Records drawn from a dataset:
=-=-=-=-=

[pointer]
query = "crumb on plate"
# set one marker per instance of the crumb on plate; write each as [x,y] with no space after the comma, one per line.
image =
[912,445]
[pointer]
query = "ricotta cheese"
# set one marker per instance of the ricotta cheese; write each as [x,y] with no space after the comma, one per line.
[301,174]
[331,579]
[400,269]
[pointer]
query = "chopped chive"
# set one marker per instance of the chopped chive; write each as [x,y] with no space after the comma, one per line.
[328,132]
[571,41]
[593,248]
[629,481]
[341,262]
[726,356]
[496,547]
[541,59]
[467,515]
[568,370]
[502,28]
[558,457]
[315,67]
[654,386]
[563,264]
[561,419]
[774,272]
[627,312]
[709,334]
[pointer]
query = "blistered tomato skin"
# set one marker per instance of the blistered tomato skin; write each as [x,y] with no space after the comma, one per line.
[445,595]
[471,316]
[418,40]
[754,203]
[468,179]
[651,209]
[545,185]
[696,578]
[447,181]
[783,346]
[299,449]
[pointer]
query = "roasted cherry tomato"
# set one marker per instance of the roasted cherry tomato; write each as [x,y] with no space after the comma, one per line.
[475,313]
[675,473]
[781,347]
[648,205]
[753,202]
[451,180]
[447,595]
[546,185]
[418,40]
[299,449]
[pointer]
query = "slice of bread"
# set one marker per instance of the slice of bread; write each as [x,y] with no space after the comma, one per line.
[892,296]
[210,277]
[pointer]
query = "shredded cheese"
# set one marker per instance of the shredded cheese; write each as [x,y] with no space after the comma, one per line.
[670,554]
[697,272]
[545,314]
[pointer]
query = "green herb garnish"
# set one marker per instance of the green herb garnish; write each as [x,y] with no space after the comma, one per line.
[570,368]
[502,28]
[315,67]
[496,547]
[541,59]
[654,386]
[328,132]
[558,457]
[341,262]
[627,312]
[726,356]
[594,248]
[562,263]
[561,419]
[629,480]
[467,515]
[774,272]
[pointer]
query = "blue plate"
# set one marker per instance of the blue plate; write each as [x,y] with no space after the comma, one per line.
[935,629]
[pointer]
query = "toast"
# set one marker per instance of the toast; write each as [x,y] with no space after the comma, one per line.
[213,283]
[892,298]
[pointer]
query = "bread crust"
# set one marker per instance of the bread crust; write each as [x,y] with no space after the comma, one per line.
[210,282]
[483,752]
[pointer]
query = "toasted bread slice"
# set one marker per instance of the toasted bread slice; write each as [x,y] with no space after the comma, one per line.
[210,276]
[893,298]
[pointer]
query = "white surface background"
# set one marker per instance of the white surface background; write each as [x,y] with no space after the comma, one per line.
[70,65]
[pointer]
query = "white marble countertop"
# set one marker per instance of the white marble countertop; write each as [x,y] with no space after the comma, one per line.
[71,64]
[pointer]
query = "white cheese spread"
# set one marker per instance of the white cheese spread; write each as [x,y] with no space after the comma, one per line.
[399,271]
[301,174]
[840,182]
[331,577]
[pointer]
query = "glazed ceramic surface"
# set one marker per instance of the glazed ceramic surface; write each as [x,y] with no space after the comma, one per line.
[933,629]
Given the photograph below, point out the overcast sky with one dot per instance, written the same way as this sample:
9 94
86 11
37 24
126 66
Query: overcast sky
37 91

=-=-=-=-=

The answer to this exercise is one number: how many lines of the records above contain the string "crumb".

Solution to the exercise: 2